(Article)
#####
Los Angeles was bopped by debris crumbling loose from twenty-five years of a Great Society gone goofy, or so believe the callers from all over America with whom I talk for three hours on weekday afternoons. These talk-show callers are angry, frightened, and baffled.

They’re angry at pictures of rabble marching on Korean grocers like peasants off to Frankenstein’s castle. They’re fuming at the insult of the moral, drawn by the civil-rights community, that when a black is beaten by police, it’s the fault of the police; when Koreans are beaten by mobs, it’s the fault of the Koreans. Callers figure that neither rage nor fear explain the frenzy of a police attack upon an unarmed motorist or the mob’s attack upon truck drivers and Asians.
#####
(Information shown)
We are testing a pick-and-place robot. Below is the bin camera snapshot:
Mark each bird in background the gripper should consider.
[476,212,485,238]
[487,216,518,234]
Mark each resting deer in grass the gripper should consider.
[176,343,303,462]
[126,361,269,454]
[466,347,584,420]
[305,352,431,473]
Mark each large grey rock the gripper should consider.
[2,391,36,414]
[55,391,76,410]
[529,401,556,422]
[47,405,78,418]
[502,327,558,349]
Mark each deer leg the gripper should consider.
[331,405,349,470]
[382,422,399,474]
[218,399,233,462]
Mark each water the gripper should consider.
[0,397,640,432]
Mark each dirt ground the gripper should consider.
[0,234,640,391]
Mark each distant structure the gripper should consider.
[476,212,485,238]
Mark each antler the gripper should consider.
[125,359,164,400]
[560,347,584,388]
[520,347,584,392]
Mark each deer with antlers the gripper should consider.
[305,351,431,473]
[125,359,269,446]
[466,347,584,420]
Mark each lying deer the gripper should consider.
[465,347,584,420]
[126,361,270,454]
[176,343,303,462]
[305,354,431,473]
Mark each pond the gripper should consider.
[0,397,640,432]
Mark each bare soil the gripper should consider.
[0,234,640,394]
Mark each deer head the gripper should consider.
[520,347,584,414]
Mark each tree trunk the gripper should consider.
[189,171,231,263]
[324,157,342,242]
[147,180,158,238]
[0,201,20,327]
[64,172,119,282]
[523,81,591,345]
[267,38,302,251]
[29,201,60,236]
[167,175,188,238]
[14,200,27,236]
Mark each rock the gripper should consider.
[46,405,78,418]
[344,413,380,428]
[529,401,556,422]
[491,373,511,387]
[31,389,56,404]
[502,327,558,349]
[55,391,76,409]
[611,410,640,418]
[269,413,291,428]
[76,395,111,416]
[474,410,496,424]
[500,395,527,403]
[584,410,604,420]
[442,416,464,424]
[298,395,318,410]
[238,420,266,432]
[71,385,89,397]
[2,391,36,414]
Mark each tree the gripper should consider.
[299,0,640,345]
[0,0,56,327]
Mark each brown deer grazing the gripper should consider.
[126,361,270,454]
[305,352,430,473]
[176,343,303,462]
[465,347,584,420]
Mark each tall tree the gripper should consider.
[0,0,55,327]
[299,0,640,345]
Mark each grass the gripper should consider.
#####
Please pick up the Los Angeles talk-show article where it stops, beginning right after its last sentence. You can complete the work without the items.

(Output for this exercise)
Callers are angered by people like Democratic Congresswoman Maxine Waters, who named the days of looting “The New American Insurrection.” Like the furious Boston caller angered by Waters’ contention that he didn’t understand black rage, “Hell, that’s the cry of the New Frontiersman: ‘You can’t understand what you refuse to subsidize.'” Callers have a simpler explanation for the riots: “When Congress is looting Washington, why be surprised that their clients loot South-Central L. A.?”

People are furious over Jesse Jackson’s call for a Day of Protest on June 19. “Victim’s Day,” as a Philadelphia man says, “A great plan. Wait till the temperatures bubble—then call a strike into the streets. Victim’s Day is another word for ‘HOORAY’ to contractors who build bars onto merchants’ windows.” A woman in Hartford wondered whether “Jackson hired his strategist from Bank of New England.”

Callers noted the one common denominator on the faces of the rioters—pimples. A Miami caller said, “Those were children—Lord of the Flies gone weird. These kids in their designer running shoes seem like Beirut in Air Jordans. After twenty-five years of Great Society spending,” he wondered, “what [were these] well-intentioned policies [that] have so dissolved family discipline?”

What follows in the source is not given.